** AIM OF THE TASK **
Look through the entries below for the string "hedge", and copy each line where it is found.

Image-grounded pointing data
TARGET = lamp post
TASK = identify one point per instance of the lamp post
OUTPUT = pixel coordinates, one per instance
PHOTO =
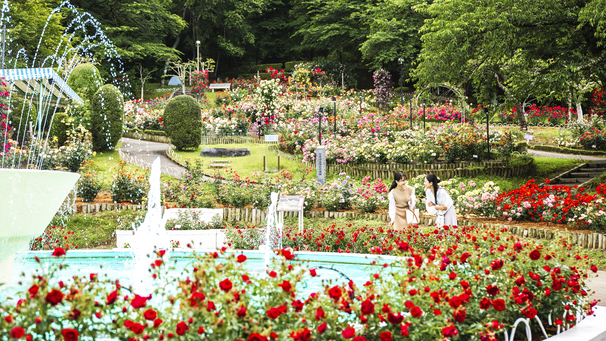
(487, 134)
(424, 101)
(320, 126)
(410, 112)
(198, 55)
(334, 100)
(401, 61)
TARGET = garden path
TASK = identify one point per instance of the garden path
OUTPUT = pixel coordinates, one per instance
(540, 153)
(147, 152)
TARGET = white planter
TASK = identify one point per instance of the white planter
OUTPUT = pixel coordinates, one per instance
(199, 240)
(30, 198)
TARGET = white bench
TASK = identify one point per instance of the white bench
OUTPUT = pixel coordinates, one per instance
(220, 86)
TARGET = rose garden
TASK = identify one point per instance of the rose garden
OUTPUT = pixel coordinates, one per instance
(125, 255)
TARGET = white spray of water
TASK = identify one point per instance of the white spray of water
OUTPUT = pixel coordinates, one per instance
(151, 234)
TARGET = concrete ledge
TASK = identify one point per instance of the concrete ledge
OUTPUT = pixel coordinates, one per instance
(199, 239)
(592, 328)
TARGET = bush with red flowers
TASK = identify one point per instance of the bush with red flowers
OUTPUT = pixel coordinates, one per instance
(470, 284)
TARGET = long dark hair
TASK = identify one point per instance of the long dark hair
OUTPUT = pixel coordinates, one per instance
(433, 179)
(397, 176)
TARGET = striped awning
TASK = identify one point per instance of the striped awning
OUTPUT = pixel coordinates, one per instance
(30, 80)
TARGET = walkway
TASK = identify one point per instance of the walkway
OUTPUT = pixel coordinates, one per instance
(541, 153)
(146, 152)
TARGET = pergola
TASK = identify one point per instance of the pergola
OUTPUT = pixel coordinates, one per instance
(40, 81)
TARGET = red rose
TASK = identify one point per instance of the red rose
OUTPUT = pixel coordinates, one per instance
(535, 254)
(285, 286)
(499, 304)
(320, 314)
(112, 297)
(416, 312)
(54, 297)
(348, 333)
(70, 334)
(273, 313)
(367, 307)
(298, 305)
(137, 328)
(150, 314)
(225, 285)
(241, 311)
(33, 290)
(59, 251)
(335, 292)
(182, 327)
(460, 315)
(288, 254)
(485, 303)
(492, 290)
(394, 319)
(450, 331)
(385, 336)
(256, 337)
(17, 332)
(139, 301)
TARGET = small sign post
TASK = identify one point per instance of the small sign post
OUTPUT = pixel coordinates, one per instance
(291, 203)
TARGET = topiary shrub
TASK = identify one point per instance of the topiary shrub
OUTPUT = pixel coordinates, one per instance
(85, 80)
(183, 122)
(107, 118)
(59, 127)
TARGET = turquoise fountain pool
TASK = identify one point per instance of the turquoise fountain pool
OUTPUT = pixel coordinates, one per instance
(120, 265)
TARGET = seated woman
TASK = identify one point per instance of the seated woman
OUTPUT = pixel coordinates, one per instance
(402, 203)
(439, 202)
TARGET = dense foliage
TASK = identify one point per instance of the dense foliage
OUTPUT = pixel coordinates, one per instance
(107, 118)
(183, 122)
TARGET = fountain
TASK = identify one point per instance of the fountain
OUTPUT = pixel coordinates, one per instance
(150, 236)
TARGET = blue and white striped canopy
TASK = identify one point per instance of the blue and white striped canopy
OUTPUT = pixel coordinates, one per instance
(30, 80)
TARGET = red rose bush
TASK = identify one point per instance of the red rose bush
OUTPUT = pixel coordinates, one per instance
(464, 284)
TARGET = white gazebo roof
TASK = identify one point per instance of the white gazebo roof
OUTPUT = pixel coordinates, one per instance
(29, 81)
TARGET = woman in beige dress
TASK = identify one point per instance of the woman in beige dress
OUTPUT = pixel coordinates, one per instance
(401, 202)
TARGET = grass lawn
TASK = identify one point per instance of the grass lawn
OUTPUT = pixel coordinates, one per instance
(247, 165)
(105, 161)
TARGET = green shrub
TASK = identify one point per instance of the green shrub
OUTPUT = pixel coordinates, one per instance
(85, 80)
(128, 186)
(59, 127)
(263, 67)
(183, 122)
(107, 118)
(89, 184)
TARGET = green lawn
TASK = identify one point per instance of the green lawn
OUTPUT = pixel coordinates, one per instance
(247, 165)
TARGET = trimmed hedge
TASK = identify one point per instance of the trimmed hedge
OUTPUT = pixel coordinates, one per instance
(564, 150)
(183, 122)
(290, 66)
(59, 128)
(263, 67)
(85, 80)
(107, 118)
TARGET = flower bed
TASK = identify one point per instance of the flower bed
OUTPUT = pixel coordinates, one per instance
(458, 282)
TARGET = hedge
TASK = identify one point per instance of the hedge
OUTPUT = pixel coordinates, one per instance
(183, 122)
(107, 118)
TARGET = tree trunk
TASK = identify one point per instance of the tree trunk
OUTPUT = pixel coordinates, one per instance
(521, 117)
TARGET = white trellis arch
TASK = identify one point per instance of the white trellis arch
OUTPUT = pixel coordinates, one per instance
(459, 92)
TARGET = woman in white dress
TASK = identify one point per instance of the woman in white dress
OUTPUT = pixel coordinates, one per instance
(402, 203)
(443, 205)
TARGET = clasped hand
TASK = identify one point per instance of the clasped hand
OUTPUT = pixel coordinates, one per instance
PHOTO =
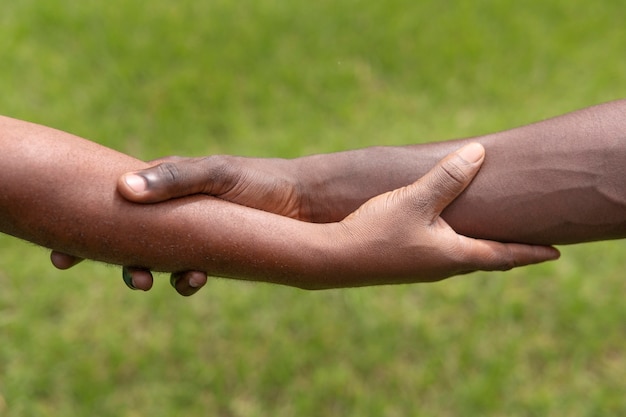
(396, 237)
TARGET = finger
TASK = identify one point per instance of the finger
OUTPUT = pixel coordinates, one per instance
(495, 256)
(63, 260)
(137, 278)
(188, 283)
(447, 180)
(174, 179)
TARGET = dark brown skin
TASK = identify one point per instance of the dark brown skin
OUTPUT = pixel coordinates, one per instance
(59, 191)
(558, 181)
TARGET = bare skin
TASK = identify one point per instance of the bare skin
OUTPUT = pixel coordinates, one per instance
(558, 181)
(59, 191)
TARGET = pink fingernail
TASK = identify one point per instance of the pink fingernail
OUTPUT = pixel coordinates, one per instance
(135, 183)
(472, 152)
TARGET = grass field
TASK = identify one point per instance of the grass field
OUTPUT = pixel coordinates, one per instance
(279, 78)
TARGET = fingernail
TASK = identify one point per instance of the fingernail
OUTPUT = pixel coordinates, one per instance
(173, 280)
(128, 278)
(472, 152)
(136, 183)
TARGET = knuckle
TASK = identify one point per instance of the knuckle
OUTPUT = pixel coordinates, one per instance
(452, 169)
(168, 172)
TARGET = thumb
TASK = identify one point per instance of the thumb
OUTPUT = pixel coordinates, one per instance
(175, 177)
(447, 180)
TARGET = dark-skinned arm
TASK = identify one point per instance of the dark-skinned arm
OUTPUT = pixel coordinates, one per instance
(59, 191)
(558, 181)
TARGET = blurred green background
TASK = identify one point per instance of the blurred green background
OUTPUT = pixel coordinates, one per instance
(280, 78)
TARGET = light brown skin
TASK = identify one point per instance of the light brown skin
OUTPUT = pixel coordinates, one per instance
(558, 181)
(59, 191)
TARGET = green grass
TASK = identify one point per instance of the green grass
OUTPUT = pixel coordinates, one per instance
(276, 78)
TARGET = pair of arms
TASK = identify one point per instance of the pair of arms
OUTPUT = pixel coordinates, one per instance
(557, 181)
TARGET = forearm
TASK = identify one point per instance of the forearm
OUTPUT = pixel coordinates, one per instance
(59, 191)
(562, 180)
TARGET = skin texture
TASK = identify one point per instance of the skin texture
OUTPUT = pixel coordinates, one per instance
(558, 181)
(59, 191)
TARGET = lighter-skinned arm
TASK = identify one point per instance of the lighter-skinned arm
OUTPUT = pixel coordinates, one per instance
(559, 181)
(59, 191)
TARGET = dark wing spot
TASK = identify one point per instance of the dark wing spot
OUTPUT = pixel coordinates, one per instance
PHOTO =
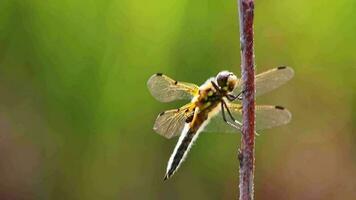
(279, 107)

** RESULT OF THE EXERCISE **
TARGET = trimmed hedge
TASK = identify one point per instance of the trimmed hedge
TARGET = hedge
TASK = identify one point per instance of the hedge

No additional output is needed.